Eerder schreef Menno Lanting het boek Olietankers en speedboten (2019). De speedboot is klein en wendbaar, vrij van bestaande structuren, innovatief en weinig dominante logica. Hij stelt dat de toekomst is aan de olietankers die in staat zijn speedboten te integreren in de eigen organisatie. Hierbij is het noodzakelijk dat je durft te experimenteren en te falen. Klein en wendbaar verslaat groot en langzaam, maar groot en redelijk snel verslaat iedereen. Deze organisaties zijn kapitaalkrachtig, beter in opschalen en hebben al een distributienetwerk. Digitale technologie zorgt ervoor dat deze combinatie mogelijk is.
Deze digitale transformatie vindt niet altijd in de kern van organisaties plaats. Veel organisaties zijn namelijk in silo’s georganiseerd, met afzonderlijke IT-systemen. Menno stelt in zijn nieuwste boek Uit het transformatiemoeras (2021) dat het succes van een digitale transformatie staat of valt met een geïntegreerd digitaal platform waarop, los van de silo’s, snel nieuwe toepassingen gebouwd, getest en eventueel geïmplementeerd kunnen worden.
Faalfactoren
Hij beschrijft vijf faalfactoren bij de digitalisering van organisaties waardoor organisaties vast raken in het spreekwoordelijke moeras:
- Het Red Queen effect
Met Red Queen wordt verwezen naar de rode koningin uit Alice uit Wonderland die sneller rent maar op dezelfde plaats blijft – door het blijven toepassen van oude oplossingen, oftewel het hollen in hetzelfde paradigma, ontstaat er een tunnelvisie op de traditionele manier van zaken doen. - Penny wise, pound foolish
Waar is je aandacht op gericht. Als je focus vooral gericht is op de technologie in plaats van op echt waarde toevoegen, wordt goedkoop duurkoop . - Laat duizend bloemen bloeien
Dit gebeurt er als er te veel bottom-up initiatieven zijn zonder of te weinig visie vanuit de top. - Grote mond, slappe knieën
Met de transformatievisie kun je een grote mond hebt, maar als je niet in staat bent om de bestaande organisatiestructuur en –cultuur aan te passen, is de visie niet geloofwaardig. - Bad karma
Als het niet goed gaat, praten we makkelijk over bad karma waarmee we bedoelen: boontje komt om zijn loontje. In de westerse visie op bad karma gaan we ervan uit dat je zelf verantwoordelijk bent voor de omstandigheden waarin je je bevindt door je gedrag in het verleden. Menno bedoelt met bad karma dat je teveel focus hebt op de klant in plaats van waarde toe te voegen aan het volledige ecosysteem.

(Items voor het labelen van grenzen)
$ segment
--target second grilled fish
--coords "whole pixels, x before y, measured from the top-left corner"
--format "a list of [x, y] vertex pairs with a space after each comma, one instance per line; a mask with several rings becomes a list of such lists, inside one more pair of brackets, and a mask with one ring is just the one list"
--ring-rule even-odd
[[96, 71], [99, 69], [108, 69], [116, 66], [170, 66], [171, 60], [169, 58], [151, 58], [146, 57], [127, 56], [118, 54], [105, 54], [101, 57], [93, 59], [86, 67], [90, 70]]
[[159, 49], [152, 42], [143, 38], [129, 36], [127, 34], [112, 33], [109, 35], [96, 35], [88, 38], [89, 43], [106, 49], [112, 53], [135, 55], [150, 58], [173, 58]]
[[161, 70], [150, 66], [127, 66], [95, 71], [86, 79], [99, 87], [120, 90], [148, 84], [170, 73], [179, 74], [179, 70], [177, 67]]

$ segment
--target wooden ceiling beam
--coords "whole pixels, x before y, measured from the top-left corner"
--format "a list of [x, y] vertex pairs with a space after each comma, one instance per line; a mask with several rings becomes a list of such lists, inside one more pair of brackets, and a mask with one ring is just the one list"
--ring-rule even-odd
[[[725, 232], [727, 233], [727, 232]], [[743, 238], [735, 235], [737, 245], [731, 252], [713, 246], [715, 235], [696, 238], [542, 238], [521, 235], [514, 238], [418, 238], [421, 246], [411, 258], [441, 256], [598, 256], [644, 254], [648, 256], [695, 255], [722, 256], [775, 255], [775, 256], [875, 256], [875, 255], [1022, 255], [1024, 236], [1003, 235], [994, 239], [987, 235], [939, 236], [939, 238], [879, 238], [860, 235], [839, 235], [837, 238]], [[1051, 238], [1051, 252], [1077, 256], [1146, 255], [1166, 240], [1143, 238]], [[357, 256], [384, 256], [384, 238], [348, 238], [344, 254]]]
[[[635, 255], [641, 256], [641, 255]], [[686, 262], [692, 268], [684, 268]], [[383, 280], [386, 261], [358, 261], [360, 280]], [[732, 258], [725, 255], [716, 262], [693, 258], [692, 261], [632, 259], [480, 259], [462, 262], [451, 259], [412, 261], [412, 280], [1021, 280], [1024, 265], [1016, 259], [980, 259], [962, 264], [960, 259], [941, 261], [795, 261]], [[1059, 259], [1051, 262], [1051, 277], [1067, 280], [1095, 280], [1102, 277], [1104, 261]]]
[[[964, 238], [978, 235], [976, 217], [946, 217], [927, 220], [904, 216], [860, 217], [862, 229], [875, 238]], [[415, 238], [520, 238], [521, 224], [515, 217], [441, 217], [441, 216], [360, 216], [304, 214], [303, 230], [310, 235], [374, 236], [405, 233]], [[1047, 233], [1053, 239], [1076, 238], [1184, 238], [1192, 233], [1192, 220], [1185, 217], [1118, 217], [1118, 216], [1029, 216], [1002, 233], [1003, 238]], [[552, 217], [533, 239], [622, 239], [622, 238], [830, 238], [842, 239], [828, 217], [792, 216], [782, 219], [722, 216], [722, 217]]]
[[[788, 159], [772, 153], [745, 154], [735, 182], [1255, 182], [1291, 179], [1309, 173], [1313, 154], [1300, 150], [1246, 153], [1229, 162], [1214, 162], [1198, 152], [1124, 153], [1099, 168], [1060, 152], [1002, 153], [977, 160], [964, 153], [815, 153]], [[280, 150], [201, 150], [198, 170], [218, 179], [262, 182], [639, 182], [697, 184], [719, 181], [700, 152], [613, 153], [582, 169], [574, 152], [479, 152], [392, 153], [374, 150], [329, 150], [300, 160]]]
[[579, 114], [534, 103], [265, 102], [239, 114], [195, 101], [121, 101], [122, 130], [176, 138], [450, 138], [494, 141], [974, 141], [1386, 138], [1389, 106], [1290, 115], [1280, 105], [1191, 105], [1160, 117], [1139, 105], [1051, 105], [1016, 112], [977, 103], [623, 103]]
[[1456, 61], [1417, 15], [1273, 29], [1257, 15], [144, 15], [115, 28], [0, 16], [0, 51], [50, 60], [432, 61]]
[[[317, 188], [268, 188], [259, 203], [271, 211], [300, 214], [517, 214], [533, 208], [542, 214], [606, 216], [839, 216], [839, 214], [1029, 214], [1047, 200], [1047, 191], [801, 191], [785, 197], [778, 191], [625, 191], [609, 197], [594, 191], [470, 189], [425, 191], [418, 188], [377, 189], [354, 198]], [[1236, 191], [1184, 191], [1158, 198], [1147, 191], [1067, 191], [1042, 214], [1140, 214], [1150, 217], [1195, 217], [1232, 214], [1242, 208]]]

**Opdrachten:**
**1.** Vertaal deze zin uit het paginafragment in het Engels: "Klein en wendbaar verslaat groot en langzaam, maar groot en redelijk snel verslaat iedereen."
**2.** In welk jaar verscheen volgens het paginafragment het boek Uit het transformatiemoeras?
**3.** Neem uit het paginafragment letterlijk het stuk over van "Deze digitale transformatie" tot en met "geïmplementeerd kunnen worden.".

**Uitwerkingen per opdracht:**
**1.** Small and agile beats big and slow, but big and fairly fast beats everyone.

**2.** In 2021.

**3.**
Deze digitale transformatie vindt niet altijd in de kern van organisaties plaats. Veel organisaties zijn namelijk in silo’s georganiseerd, met afzonderlijke IT-systemen. Menno stelt in zijn nieuwste boek Uit het transformatiemoeras (2021) dat het succes van een digitale transformatie staat of valt met een geïntegreerd digitaal platform waarop, los van de silo’s, snel nieuwe toepassingen gebouwd, getest en eventueel geïmplementeerd kunnen worden.